Every entry below must be repeated exactly; skip the pictures.

_____

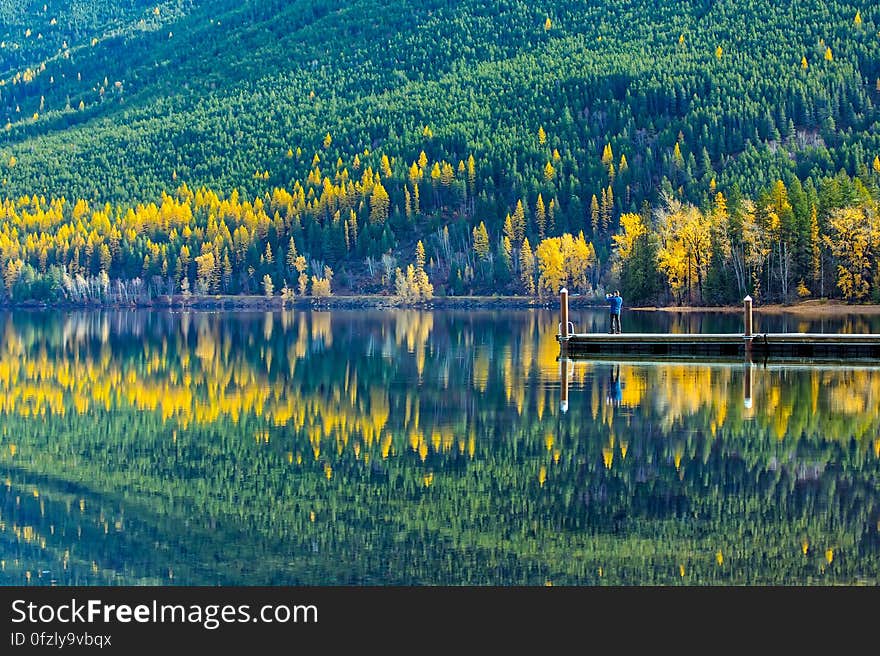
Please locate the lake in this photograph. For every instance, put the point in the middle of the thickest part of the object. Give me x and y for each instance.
(379, 447)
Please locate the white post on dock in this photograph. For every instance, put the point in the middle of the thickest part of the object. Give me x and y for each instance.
(747, 328)
(563, 384)
(747, 386)
(563, 313)
(747, 318)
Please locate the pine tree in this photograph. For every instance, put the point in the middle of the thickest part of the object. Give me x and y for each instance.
(527, 268)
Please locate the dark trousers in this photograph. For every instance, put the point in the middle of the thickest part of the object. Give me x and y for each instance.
(615, 322)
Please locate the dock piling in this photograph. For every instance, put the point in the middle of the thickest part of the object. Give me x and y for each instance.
(563, 314)
(747, 316)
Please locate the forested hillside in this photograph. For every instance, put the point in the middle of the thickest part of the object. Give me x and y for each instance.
(687, 151)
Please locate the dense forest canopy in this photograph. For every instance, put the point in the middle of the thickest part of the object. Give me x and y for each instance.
(391, 124)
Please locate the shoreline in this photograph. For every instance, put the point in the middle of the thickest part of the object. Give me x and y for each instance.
(262, 303)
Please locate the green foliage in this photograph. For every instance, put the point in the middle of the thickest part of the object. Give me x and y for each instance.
(244, 97)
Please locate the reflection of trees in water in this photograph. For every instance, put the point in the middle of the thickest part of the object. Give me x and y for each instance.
(410, 447)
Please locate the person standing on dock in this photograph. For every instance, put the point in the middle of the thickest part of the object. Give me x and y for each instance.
(615, 302)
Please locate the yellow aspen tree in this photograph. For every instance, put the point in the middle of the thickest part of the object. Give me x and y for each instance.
(550, 266)
(594, 214)
(607, 155)
(481, 242)
(677, 157)
(379, 204)
(815, 246)
(508, 227)
(541, 217)
(854, 234)
(519, 222)
(631, 229)
(423, 284)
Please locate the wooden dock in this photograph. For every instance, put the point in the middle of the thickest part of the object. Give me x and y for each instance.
(747, 345)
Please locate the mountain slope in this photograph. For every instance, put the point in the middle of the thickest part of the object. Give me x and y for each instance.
(564, 115)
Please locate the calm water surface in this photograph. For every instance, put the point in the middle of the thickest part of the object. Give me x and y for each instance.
(407, 447)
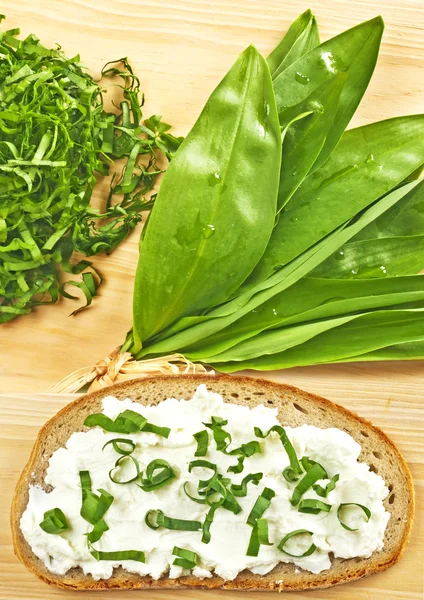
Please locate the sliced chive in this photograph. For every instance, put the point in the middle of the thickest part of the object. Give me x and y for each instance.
(324, 491)
(121, 446)
(116, 469)
(54, 521)
(158, 474)
(262, 503)
(156, 518)
(128, 421)
(315, 473)
(241, 488)
(136, 555)
(222, 438)
(293, 472)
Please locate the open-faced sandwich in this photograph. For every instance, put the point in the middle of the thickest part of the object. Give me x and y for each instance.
(210, 481)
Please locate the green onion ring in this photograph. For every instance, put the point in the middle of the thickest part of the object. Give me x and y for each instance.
(308, 552)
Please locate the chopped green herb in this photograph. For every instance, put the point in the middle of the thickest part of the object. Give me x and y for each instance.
(156, 518)
(56, 138)
(295, 533)
(54, 521)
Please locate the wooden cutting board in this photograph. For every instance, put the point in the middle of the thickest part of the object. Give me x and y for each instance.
(181, 49)
(393, 402)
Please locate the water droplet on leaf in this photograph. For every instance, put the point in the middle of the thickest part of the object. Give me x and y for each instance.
(214, 179)
(208, 231)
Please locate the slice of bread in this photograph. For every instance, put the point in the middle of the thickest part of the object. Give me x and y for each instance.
(295, 408)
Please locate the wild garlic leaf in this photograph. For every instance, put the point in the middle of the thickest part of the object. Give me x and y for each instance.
(300, 38)
(215, 210)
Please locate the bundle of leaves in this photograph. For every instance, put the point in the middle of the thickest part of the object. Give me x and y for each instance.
(292, 241)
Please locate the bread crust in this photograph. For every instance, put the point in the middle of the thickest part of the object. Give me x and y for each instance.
(295, 407)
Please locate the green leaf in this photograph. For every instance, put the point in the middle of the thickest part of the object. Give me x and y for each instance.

_____

— Finished task —
Please locate the lake in this photograph. For every instance, put the point in the middle of the thickest part of the object. Give me x and y for each instance.
(379, 447)
Please locate the white post on dock in this photograph. For every instance, put the point in the middle of the thickest part of the object. Give me x and y for each instance.
(747, 328)
(563, 384)
(747, 386)
(563, 313)
(747, 318)
Please locate the pine tree in this photograph. For every instance, put the point in the middle of the thickest part of the object. Give me x and y for each instance.
(527, 268)
Please locate the dark trousers in this photograph. For every instance, put the point in the middle of the thickest part of the object. Give me x and y for each instance.
(615, 322)
Please locate the dock piling in this photograph. For every instance, put the point in the middle of the thickest part of the object. Give me x and y for each instance.
(563, 314)
(747, 316)
Please locate the forested hillside in this photograph. For every instance, put the point in the middle of the thickest part of the object. Give me x and y for each instance.
(687, 151)
Please locate the dense forest canopy in this photograph. For every instance, put the point in the middle of the thickest part of the object. Give me x and y for each instance.
(391, 124)
Please locate the shoreline in this photograph. For every instance, put the point in the middle of the thickest part of the object. Give me x and y for each instance.
(262, 303)
Please locate the green foliage in this photograph. For every instance, put the point in the middle of the thickest part of the object. Give me x and y for each instance.
(244, 97)
Please locate the reflection of trees in water in this photograph. For every instance, put the point in the middle of the thickest part of the object. Give me x and y for each instance.
(410, 447)
Please locate the person standing on dock in this photograph. For every instance, put the point in the middle of the thickest part of the object. Give me x and y for each instance.
(615, 302)
Please locate the yellow aspen tree in this photograph. For every instance, put the point in the middle of the thickest part of the object. Give me x and y for each instance.
(550, 266)
(594, 214)
(607, 155)
(481, 242)
(677, 157)
(379, 204)
(815, 246)
(508, 227)
(541, 217)
(854, 234)
(519, 222)
(631, 229)
(423, 284)
Please locate the wooden dock in this photograph. For every instance, put the point in the middle of the thickest part of the object. Give me x and y for each instance.
(747, 345)
Please locate the mountain slope in this photograph. For every instance, put the point in the middle of the thickest part of the object. Give me x and y for each instance.
(564, 115)
Please locate the calm water surface in this photograph. For every instance, put the point in the middle of the thickest part of the object. Give me x and y for each instance.
(407, 447)
Please locate the sliced chive in this photograph. For every instance, put the point in the middle of the thickest part of the object. Give me x and y for each instance.
(324, 491)
(121, 446)
(116, 469)
(54, 521)
(158, 474)
(262, 503)
(156, 518)
(128, 421)
(315, 473)
(241, 488)
(136, 555)
(222, 438)
(293, 472)
Please locate the open-faced sandwich in this photograph. For every instance, put the point in the middle of the thickest part of the object. Give me x and y for each instance.
(210, 481)
Please locate the green onion ring in this photograph. For every instance, put the point in the middle of the thickest part of the object. Give me x and y for each instance.
(308, 552)
Please locate the chopped green herb in this photograph. For every instance, put the point in the middle of the thickest part of the object. Give me x and y for each instance.
(156, 518)
(56, 138)
(295, 533)
(54, 521)
Please locate the wooden cutting board in this photograph. For every instance, put the point in the middle of the thickest part of the object. Give me x and y for each instance.
(181, 49)
(393, 402)
Please locate the water droplet on leaf in this photograph. For every instance, put the point in the middle of the thickest part of the object. Give me x and y for each instance.
(214, 179)
(208, 231)
Please locate the slice of bread in this photograph. For every instance, put the point in the middle of the thickest part of the object. Give me x and y for each instance.
(295, 408)
Please locate the wild garlic leaf in this photograph. For every instance, put the point in the middle of the thickest part of the object. Give me x and y for each instance.
(300, 38)
(215, 210)
Please locate the bundle of leaves in this photograph. For every instance, put the point in the middle of the thickest part of the object. Give me x and y for each instance.
(292, 241)
Please locate the bread crust in this photograph. For every instance, put the point in the middle of the thickest part of the object. Give me x and y for each instance.
(295, 407)
Please locate the green leaf in this photograph. For every instance, put the point in the middle of the thickest part of the object. Give me x and y for each instance.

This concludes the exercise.